─── SUPPLIED MATERIAL ───

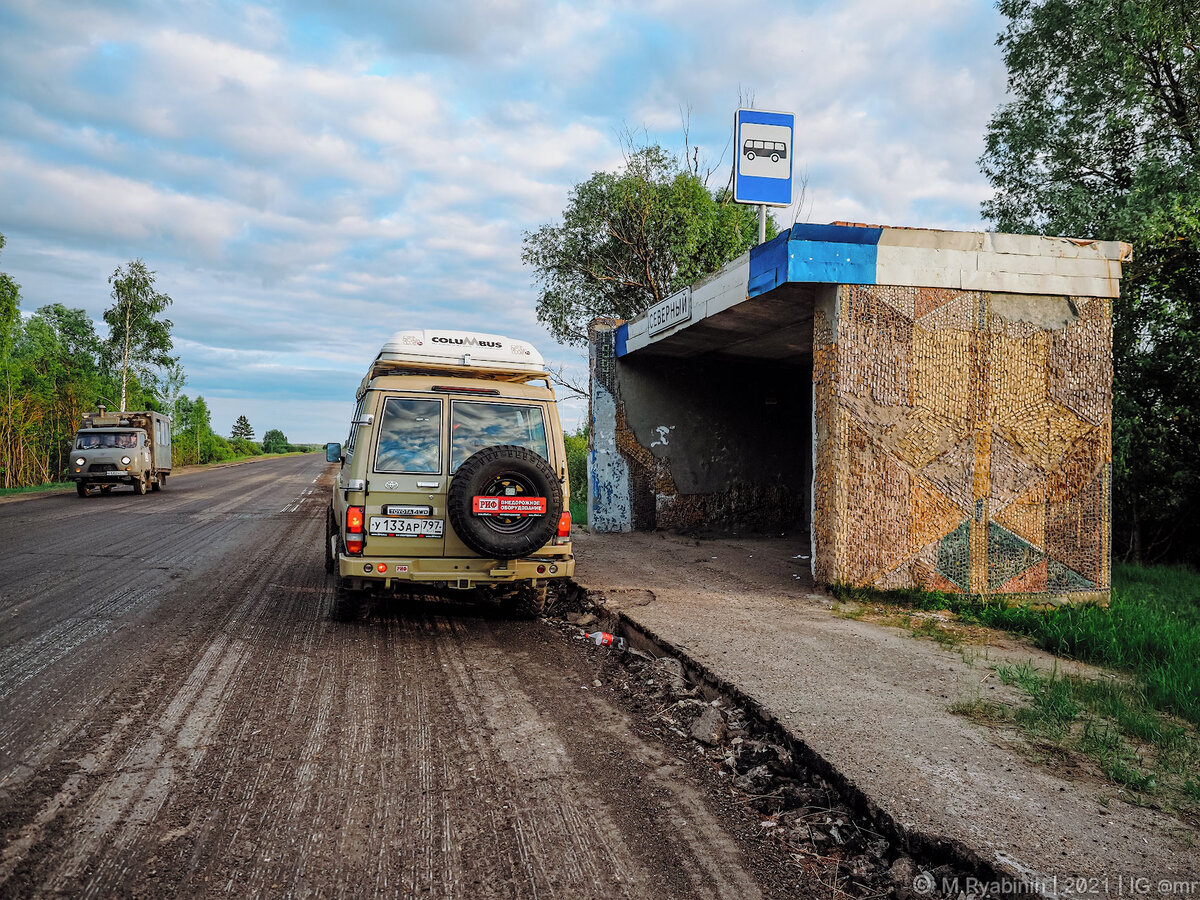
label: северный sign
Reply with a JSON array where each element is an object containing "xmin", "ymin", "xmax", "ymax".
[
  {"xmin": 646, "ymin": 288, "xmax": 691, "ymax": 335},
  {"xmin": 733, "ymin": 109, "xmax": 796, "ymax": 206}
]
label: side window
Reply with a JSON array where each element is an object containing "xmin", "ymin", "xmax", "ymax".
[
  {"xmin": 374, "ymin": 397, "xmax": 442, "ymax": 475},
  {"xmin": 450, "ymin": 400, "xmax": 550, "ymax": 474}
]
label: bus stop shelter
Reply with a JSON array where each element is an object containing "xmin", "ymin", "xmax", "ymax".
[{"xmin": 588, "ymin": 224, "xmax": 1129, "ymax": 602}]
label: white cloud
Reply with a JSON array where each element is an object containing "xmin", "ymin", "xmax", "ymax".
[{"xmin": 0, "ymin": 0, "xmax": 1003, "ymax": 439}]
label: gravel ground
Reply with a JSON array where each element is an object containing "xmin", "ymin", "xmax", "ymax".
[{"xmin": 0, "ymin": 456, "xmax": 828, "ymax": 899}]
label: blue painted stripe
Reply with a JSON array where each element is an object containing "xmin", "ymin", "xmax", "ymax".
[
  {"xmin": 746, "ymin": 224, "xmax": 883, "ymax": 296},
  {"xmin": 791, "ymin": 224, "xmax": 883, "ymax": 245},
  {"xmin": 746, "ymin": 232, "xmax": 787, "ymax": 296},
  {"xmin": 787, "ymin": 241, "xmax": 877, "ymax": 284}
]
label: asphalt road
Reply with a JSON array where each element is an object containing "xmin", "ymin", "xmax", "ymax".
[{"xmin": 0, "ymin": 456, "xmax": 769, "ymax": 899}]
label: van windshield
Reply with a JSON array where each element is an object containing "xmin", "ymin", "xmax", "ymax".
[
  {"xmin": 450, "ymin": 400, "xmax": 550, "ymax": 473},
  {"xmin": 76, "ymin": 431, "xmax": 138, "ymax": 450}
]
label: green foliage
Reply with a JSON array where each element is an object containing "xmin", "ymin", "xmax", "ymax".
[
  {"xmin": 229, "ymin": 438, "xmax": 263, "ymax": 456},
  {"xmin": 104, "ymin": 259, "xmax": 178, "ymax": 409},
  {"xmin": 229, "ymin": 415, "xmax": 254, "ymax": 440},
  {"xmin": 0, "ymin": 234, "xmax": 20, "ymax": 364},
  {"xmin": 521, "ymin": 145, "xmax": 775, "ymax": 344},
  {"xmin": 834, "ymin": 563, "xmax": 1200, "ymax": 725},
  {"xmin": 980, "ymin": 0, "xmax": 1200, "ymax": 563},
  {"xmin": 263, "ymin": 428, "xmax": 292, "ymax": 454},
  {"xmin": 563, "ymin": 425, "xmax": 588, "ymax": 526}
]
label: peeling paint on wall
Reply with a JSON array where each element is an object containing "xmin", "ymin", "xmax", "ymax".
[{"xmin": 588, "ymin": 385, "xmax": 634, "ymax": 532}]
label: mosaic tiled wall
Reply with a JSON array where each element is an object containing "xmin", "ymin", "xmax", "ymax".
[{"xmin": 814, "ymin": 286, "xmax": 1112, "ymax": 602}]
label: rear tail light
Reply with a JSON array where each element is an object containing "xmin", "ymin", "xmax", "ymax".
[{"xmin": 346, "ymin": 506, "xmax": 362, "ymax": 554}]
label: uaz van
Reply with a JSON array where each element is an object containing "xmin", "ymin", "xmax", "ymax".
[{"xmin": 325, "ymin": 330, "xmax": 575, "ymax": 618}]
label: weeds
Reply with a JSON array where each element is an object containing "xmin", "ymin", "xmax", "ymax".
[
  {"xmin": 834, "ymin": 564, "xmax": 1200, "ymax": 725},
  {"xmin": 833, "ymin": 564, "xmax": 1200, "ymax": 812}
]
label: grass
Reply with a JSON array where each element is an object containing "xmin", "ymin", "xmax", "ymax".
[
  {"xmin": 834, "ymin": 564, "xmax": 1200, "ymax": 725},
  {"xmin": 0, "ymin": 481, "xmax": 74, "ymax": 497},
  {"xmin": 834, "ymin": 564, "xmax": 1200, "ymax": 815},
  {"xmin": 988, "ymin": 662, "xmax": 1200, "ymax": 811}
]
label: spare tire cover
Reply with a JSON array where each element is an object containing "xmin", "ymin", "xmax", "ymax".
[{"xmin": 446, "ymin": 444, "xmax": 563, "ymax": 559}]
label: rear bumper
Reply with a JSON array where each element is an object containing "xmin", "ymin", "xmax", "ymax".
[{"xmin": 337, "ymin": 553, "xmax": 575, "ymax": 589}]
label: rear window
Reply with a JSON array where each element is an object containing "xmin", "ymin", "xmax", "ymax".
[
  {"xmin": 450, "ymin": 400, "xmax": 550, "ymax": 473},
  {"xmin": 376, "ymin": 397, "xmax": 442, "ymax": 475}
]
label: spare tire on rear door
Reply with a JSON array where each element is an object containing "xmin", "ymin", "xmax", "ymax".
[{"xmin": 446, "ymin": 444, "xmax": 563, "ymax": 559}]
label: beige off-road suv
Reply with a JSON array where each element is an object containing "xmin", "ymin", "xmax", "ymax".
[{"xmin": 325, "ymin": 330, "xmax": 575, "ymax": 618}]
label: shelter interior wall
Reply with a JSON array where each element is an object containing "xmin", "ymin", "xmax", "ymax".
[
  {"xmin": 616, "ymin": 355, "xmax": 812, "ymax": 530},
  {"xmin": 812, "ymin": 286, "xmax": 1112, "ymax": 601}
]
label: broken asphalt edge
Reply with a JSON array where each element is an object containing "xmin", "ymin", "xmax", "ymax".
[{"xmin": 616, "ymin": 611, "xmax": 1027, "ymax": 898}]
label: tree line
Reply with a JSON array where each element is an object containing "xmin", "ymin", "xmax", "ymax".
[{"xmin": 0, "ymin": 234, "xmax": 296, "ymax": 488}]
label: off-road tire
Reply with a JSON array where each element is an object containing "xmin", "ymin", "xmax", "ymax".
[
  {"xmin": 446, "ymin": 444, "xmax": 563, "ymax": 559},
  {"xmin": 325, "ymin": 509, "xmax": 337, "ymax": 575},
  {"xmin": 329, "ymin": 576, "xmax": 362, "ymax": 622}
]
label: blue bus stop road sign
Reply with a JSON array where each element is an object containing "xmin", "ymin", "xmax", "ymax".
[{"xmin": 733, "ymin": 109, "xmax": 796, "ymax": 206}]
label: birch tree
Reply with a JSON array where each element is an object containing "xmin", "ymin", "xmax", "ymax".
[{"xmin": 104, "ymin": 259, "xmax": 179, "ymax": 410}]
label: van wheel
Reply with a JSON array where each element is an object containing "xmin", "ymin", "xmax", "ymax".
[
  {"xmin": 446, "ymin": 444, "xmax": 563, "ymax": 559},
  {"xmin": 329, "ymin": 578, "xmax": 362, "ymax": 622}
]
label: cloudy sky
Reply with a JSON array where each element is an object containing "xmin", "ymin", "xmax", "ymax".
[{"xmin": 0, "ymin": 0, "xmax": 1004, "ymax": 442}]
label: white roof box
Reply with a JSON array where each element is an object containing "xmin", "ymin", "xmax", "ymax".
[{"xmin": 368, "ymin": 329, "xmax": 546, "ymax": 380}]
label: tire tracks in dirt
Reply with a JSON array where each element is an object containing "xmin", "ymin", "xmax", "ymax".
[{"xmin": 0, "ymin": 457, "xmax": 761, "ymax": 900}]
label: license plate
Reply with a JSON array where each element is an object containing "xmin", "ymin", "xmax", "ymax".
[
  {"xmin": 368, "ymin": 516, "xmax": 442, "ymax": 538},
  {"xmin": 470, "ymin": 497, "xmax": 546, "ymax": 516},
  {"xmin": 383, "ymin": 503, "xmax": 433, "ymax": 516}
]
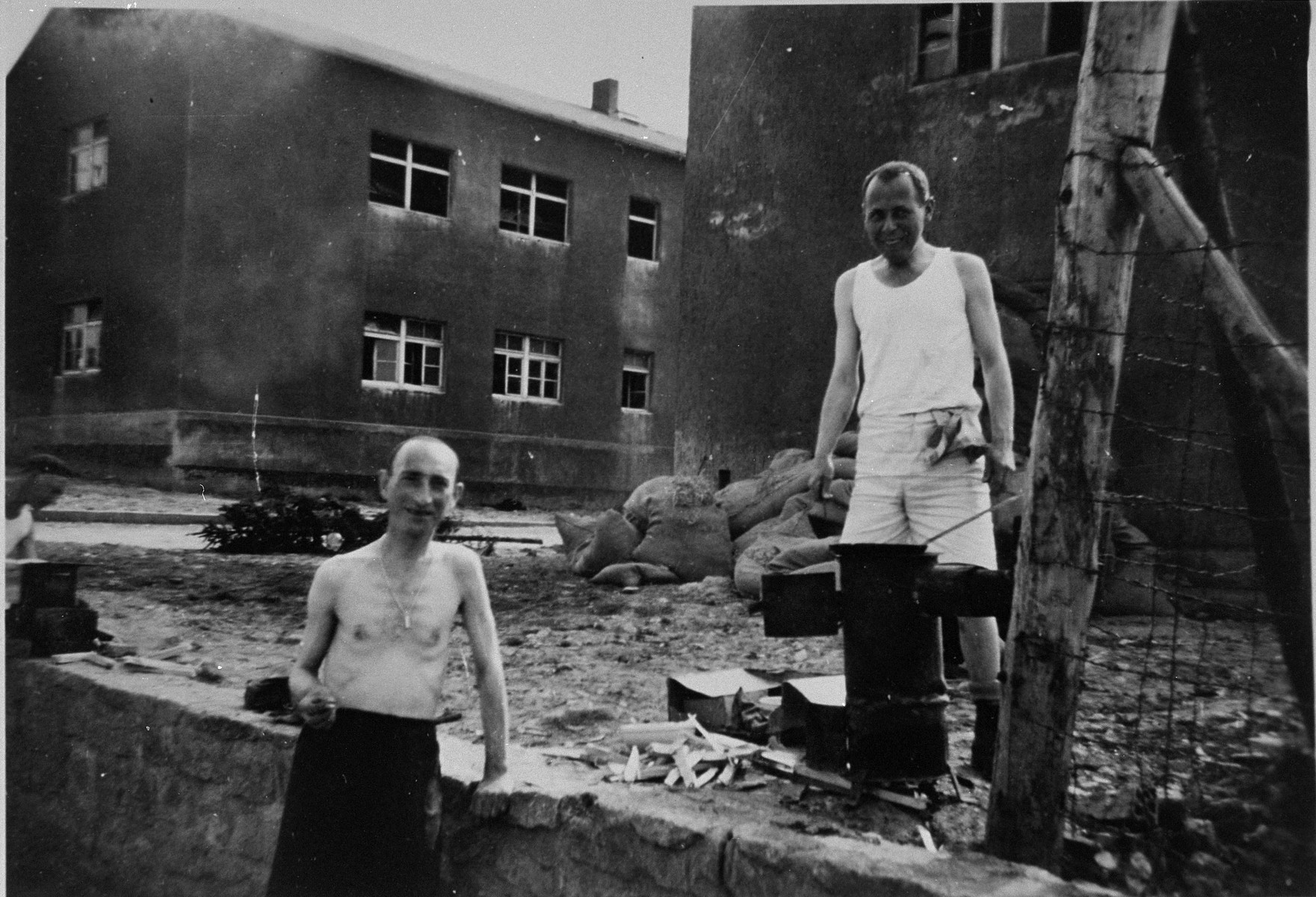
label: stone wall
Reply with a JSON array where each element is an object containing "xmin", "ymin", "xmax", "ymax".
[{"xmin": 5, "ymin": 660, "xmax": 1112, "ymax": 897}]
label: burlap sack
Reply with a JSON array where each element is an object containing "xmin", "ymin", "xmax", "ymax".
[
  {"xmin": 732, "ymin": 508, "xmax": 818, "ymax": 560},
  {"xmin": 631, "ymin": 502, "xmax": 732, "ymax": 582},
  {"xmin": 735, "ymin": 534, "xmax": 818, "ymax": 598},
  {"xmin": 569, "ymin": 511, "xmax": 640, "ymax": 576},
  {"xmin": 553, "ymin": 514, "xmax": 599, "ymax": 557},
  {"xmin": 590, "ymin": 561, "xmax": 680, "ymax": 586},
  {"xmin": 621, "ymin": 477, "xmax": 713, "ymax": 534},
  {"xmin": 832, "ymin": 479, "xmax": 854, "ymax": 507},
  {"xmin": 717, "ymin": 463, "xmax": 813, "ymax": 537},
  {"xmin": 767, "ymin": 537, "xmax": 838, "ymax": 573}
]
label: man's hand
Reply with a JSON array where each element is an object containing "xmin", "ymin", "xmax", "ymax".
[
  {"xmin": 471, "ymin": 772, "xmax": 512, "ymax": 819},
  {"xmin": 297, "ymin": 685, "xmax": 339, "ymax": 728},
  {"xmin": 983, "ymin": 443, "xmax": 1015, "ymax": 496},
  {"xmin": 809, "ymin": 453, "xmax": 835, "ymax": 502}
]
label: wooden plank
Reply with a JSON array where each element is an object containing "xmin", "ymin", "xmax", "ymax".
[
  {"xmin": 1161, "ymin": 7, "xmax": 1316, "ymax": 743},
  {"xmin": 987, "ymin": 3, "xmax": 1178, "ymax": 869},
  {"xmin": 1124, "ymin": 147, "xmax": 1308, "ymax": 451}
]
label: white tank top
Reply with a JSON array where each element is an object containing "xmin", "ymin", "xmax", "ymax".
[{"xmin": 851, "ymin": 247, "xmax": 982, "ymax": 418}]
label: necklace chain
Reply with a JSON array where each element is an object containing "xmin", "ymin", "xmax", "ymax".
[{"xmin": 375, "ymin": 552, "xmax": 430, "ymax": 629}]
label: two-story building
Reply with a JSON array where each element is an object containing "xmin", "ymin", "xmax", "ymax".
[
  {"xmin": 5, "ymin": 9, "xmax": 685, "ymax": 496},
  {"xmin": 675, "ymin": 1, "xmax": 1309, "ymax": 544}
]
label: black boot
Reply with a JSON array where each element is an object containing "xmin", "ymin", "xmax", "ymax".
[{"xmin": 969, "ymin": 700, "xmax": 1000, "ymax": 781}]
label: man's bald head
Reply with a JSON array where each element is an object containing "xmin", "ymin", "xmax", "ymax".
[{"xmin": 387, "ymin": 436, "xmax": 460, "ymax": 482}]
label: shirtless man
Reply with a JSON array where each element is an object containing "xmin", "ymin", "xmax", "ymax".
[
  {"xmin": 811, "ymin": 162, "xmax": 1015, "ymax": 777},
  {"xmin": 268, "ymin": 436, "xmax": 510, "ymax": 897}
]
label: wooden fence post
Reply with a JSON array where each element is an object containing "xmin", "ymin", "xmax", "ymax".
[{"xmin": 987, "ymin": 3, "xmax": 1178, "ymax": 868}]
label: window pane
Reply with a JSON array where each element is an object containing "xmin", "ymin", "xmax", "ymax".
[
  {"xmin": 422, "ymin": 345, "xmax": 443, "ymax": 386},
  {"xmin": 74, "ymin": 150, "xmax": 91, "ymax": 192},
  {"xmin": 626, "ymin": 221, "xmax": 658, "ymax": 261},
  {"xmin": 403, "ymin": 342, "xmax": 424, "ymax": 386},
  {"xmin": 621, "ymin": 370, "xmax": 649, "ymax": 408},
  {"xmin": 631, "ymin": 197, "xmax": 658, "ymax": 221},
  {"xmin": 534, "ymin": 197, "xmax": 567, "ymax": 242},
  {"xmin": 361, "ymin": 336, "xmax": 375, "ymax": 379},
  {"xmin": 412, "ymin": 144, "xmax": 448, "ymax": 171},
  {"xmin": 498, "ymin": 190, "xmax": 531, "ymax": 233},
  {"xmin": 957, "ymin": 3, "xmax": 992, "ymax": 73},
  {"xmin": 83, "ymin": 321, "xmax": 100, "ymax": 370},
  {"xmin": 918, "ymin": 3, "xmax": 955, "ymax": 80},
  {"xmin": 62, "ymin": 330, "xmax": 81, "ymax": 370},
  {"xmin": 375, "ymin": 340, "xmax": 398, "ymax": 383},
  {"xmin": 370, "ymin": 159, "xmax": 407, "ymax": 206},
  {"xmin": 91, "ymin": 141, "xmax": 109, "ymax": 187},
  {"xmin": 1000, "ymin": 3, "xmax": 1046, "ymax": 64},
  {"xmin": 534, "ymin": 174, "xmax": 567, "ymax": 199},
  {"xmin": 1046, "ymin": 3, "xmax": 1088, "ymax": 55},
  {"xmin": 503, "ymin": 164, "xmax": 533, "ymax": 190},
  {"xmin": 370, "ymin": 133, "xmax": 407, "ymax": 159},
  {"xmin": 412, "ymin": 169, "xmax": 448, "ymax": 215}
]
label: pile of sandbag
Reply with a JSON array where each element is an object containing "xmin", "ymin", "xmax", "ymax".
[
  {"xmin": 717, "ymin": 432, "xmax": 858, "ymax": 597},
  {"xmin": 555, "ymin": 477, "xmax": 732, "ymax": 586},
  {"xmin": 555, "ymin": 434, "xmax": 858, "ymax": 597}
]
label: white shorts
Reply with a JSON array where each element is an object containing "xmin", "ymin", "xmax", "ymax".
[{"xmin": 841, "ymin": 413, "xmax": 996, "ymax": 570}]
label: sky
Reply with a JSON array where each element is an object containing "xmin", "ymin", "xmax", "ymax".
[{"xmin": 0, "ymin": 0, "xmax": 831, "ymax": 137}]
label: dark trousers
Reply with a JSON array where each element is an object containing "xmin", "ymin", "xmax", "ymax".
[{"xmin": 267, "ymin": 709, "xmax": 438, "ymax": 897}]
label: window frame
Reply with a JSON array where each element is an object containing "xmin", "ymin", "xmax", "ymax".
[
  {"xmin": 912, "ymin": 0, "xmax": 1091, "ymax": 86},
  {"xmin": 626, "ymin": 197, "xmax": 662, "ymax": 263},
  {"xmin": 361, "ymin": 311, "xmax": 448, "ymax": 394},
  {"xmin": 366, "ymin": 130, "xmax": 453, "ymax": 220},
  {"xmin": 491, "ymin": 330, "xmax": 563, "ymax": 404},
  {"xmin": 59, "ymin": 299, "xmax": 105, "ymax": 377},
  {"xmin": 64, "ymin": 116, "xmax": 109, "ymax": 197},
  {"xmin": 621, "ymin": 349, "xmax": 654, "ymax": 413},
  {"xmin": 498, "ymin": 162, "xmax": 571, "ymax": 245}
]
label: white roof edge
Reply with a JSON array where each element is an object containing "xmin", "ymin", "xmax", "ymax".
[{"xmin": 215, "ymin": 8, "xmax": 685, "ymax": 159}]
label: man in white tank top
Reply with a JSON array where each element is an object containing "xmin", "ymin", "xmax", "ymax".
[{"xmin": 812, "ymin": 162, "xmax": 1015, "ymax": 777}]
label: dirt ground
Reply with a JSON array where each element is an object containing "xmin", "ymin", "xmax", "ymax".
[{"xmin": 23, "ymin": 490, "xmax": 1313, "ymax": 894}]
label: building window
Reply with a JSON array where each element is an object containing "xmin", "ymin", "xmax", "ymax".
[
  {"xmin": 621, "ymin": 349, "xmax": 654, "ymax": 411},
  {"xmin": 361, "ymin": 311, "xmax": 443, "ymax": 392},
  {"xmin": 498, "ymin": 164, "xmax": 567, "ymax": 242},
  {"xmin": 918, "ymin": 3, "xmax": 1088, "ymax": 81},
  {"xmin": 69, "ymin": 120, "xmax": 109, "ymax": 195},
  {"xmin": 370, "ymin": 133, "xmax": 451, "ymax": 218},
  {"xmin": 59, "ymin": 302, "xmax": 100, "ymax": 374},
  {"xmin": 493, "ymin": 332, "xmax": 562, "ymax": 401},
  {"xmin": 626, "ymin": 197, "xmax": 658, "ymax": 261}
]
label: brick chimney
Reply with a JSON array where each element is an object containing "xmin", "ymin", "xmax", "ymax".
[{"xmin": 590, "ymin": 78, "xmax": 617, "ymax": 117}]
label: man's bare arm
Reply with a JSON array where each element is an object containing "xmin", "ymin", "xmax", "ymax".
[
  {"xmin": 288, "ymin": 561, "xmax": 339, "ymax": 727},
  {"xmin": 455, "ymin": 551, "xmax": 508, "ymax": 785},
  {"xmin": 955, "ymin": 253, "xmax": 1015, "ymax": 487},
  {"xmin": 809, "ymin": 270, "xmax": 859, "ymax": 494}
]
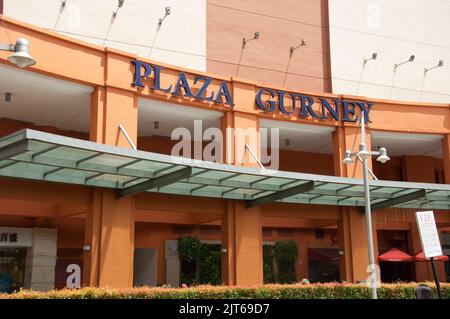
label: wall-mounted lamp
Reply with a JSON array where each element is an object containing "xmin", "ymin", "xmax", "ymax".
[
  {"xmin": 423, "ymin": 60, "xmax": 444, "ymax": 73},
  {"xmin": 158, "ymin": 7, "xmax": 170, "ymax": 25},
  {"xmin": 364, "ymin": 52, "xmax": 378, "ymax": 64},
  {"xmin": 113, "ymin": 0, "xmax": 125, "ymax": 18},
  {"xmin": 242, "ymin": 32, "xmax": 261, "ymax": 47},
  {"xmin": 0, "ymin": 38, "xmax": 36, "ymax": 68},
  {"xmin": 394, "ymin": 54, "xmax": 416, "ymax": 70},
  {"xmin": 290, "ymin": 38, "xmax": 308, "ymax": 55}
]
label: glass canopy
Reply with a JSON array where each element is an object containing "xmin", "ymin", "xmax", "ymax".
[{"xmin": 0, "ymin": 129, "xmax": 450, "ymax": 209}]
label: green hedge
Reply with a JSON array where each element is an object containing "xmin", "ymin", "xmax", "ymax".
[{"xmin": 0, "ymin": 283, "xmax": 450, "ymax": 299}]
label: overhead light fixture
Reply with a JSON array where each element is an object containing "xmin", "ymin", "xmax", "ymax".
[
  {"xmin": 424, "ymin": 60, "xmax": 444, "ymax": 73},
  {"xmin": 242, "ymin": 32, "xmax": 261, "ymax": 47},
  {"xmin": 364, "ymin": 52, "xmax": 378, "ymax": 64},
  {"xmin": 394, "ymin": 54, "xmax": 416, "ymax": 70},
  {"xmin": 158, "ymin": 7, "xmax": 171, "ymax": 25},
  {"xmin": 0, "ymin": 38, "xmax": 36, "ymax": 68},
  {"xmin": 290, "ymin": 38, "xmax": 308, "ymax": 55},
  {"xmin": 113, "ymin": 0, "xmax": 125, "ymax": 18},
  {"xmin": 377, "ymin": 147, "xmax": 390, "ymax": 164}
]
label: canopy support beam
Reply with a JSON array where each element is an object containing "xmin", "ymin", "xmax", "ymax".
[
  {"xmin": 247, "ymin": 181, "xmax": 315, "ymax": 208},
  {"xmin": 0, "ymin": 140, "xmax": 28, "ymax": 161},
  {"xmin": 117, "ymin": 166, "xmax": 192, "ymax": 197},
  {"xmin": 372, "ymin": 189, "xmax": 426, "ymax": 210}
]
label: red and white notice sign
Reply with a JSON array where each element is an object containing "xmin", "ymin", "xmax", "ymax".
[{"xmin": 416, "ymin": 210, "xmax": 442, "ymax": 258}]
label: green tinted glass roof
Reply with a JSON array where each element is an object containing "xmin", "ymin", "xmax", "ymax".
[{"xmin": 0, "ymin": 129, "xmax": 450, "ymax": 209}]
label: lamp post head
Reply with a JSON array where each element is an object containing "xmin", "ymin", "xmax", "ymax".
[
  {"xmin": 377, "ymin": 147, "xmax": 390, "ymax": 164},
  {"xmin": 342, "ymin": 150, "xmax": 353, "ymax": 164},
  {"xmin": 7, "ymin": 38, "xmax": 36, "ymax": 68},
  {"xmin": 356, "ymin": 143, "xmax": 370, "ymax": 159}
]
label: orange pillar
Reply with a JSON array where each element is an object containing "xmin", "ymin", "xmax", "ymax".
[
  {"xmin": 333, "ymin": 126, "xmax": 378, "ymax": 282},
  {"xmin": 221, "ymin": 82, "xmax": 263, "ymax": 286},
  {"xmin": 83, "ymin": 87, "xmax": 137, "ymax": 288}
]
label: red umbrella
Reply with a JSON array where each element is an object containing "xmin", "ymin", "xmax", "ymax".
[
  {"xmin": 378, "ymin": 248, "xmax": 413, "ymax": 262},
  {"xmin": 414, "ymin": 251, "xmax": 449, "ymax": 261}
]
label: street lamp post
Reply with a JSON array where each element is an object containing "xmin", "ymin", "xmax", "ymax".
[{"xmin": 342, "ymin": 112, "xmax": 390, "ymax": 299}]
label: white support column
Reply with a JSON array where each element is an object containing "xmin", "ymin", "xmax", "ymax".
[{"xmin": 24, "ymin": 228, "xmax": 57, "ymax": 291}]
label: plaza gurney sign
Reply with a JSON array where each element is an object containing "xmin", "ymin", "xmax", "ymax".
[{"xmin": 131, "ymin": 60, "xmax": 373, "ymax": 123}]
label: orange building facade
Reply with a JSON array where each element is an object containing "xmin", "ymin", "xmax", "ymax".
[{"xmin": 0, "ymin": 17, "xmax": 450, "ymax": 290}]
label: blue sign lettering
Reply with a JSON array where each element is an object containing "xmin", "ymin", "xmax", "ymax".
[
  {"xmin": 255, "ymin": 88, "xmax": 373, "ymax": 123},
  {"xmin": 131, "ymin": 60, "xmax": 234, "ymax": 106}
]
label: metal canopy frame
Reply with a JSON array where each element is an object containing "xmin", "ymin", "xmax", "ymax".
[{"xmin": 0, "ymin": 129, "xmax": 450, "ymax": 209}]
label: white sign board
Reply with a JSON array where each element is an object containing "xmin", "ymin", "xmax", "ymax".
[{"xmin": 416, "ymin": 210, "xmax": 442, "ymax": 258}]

───

*TO BE DONE:*
Could you gather every line in the entries above that contains the word "wooden"? Case counts.

*RESULT FOR THIS TASK:*
label: wooden plank
label: wooden fence post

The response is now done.